REQUIREMENT: Copy the records below exactly as they stand. Leave out the pictures.

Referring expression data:
---------------

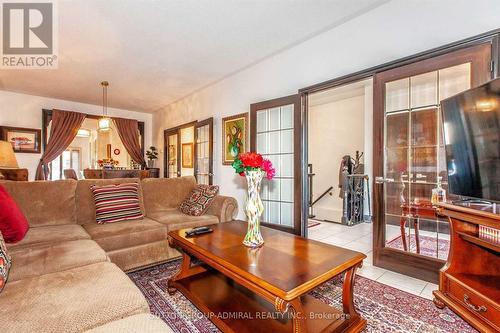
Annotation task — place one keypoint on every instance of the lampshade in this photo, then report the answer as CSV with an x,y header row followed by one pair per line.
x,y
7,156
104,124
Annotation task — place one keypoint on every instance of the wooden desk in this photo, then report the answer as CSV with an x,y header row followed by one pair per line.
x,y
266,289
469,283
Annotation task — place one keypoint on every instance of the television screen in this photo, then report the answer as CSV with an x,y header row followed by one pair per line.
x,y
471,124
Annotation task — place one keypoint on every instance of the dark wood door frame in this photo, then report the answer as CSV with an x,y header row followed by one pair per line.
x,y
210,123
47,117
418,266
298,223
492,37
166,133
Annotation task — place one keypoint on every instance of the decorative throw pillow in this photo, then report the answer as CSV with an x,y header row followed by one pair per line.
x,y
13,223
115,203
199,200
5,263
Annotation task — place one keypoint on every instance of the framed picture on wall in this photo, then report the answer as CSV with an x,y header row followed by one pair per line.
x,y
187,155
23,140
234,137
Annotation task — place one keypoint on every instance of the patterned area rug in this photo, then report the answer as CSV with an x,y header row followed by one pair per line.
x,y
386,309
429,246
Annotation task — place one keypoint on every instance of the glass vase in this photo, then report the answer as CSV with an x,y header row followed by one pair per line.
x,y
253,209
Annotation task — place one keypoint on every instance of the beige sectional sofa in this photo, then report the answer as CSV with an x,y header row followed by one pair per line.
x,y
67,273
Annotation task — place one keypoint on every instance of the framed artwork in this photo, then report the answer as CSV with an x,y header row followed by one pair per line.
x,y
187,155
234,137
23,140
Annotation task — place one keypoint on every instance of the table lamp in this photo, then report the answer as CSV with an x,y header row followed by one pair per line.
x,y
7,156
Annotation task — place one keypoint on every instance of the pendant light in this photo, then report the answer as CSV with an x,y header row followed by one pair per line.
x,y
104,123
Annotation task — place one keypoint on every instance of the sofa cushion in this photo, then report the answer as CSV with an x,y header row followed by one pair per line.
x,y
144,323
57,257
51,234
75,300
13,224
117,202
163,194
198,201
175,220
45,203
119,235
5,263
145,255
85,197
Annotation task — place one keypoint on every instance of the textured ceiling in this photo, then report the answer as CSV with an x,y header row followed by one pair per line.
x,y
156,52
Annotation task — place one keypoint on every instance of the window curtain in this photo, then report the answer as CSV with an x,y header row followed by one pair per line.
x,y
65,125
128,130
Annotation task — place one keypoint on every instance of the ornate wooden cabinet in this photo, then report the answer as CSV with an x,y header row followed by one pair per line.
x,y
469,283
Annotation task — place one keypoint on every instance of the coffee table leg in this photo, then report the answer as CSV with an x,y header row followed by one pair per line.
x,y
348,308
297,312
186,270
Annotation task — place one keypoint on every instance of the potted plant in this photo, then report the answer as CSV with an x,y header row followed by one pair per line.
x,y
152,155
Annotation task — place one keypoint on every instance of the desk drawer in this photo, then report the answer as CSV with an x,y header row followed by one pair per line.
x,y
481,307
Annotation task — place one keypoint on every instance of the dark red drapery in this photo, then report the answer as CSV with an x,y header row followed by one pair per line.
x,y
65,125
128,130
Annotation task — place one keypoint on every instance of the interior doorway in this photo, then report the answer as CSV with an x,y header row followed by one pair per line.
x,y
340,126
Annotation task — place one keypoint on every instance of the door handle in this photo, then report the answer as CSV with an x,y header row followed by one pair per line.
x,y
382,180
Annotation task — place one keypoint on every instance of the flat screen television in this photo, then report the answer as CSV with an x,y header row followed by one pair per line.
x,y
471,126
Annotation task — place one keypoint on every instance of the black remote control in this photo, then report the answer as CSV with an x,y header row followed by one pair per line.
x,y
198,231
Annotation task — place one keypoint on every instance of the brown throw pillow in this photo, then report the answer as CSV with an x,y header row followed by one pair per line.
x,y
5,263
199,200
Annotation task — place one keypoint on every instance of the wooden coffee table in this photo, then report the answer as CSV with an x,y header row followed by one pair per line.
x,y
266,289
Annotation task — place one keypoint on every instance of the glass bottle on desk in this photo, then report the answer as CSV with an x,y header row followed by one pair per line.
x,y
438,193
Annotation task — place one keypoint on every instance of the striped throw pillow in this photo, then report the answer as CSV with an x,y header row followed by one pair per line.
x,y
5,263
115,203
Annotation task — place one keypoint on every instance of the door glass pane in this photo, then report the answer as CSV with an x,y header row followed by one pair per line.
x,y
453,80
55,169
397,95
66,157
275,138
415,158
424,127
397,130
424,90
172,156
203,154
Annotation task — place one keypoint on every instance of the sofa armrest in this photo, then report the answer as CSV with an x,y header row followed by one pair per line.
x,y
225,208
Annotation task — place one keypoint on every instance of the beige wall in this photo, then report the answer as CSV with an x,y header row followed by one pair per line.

---------------

SOLUTION TO THIS TASK:
Annotation task — place one keypoint on every instance of the lampshade in this photo, then report the answer as CSV with an x,y header row followed by one pair per line.
x,y
7,156
104,124
Annotation task — place one keypoint on every instance of the wooden desk in this photo, then report the answer as CSV with an x,y header row followed by one pair per line.
x,y
266,289
469,283
Annotation task — place one keypoint on every instance of the television screen in this photo, then report the answer as CSV with an x,y header row followed by one pair per line.
x,y
471,124
Annotation task — place one keypoint on every instance of the dark wood door frame in this photo, then report the answer as CSV with an x,y header row followed by one pair per line.
x,y
210,123
47,117
418,266
298,223
492,37
166,133
Annotation task — place one keypoint on every instance of the decorative throw pillow in this photo, then report the answer as CSV with an x,y header row followed by one pair per line.
x,y
13,223
115,203
199,200
5,263
Annotation task — place one keypoint on every instance of the framed picture on wall in this photo, then report the answer as CSV with an x,y header row followed by one pair per line.
x,y
187,155
23,140
234,137
Annotation task — place one keypoint on every instance of the patterned area rug in this photo, then report the answer as CSV with an x,y header row followed by one pair per line.
x,y
386,309
429,246
Annotation task — place one keypoint on every instance of the glass vase in this photo, then report the answer as CSV with an x,y header row followed by one pair per line.
x,y
253,209
Annotation task — place one keypoint on every instance of the beige sectional sofa in this photo, then report the answer as CSV with an x,y header row followed by one pair per line.
x,y
67,273
Annotation task — place one keypoint on every instance of the framed artwork in this photo, then report the answer as CSV with an x,y header row followed by one pair per line.
x,y
187,155
234,137
23,140
Annotation task — place one keypoint on every instance of the table lamp in this photo, then report the answer as CSV with an x,y header row followed by one pair per line.
x,y
7,156
Annotation task — place one keypoint on every instance of the pendant light in this photo, then report the answer as CSV with an x,y header row followed by one pair per line.
x,y
104,123
Annotation task — place one keypoint on every instance of the sofa cushion in this photo, then report the answer as CSV with an x,y header row followed by one pair per line.
x,y
144,323
57,257
51,234
75,300
13,224
117,202
163,194
198,201
175,220
45,203
119,235
5,263
145,255
85,197
Annotation task — place one keypoint on every instance of the textured ceiling in this photo, then report the answer as CSV with an x,y header row followed by one pair per line.
x,y
156,52
Annotation task — place one keypoint on every instance of the window curtain in this photo, then report the answer as CSV with an x,y header row followed by one pair per line.
x,y
65,125
128,130
Annotation task — place one keypoint on every instance of the ornate wooden cabinet in this photo, then report the answer as CSV with an x,y header row followed by one pair per line.
x,y
469,283
Annotation task — place one keypoint on every instance of the coffee table leg in this photo, then report the answer as CSV with an x,y header row followed by one pair per line.
x,y
348,308
297,312
186,270
Annotation task — place one keypoint on every instance of the potted plant in this photo, then report the answer as CSV with an x,y header row followed by one pair per line.
x,y
152,155
Annotation task — place one keypoint on every instance of the desk drawer in this photo, then report the answer as CSV with an x,y header row followed by one pair per line.
x,y
481,307
Annotation task — place one keypoint on every instance of the dark red drapery in this photo, then report the answer as CSV with an x,y header row followed by one pair per line.
x,y
65,125
128,130
Annotation task — place one keypoint on every instance of the interior doorway in this photo, then report the answer as CSV with an x,y header row followed by one pair per line.
x,y
340,126
Annotation task — place one keypoint on every instance of the door handle in this photo, then report the answer as CSV with an x,y header row followed by one pair per line.
x,y
382,180
Annotation task — place one keypoint on every instance of the flat screen television in this photo, then report the answer as CSV with an x,y header row followed by one pair per line.
x,y
471,126
Annotation task — place one keypoint on every instance of the black remote control in this photo, then report the answer as CSV with an x,y header row followed by one pair per line.
x,y
198,231
Annotation task — place one keypoint on every instance of the brown throw pillow in this photo, then report the answer as CSV with an x,y header row followed by one pair per line.
x,y
5,263
199,200
Annotation task — place one keypoint on every instance of the wooden coffee table in this photo, then report the answer as CSV with an x,y header row followed by one pair per line.
x,y
266,289
Annotation task — place one keypoint on every instance of the glass bottle on desk in this photo, then report the answer as CSV with an x,y header row followed by one pair per line.
x,y
438,193
Annotation task — place one keypoint on every instance of the striped throw pillow in this photo, then report the answer as CSV with an x,y header row followed by one pair per line.
x,y
5,263
115,203
Annotation task — place one keypoint on every instance of the door glass pane in this photo, then report the answer as CSV with an x,y header row followed by one pair per line.
x,y
453,80
55,169
397,95
66,157
275,138
415,158
424,127
397,130
424,90
172,156
203,154
Annotation task — place one keypoint on every instance of the sofa armrest in this photo, then report the answer as CSV with an x,y header row followed by one pair per line.
x,y
225,208
Annotation task — place one keypoint on every instance of the beige wall in this photo, then report the answer as CSV with an x,y header row followed by one pair per line.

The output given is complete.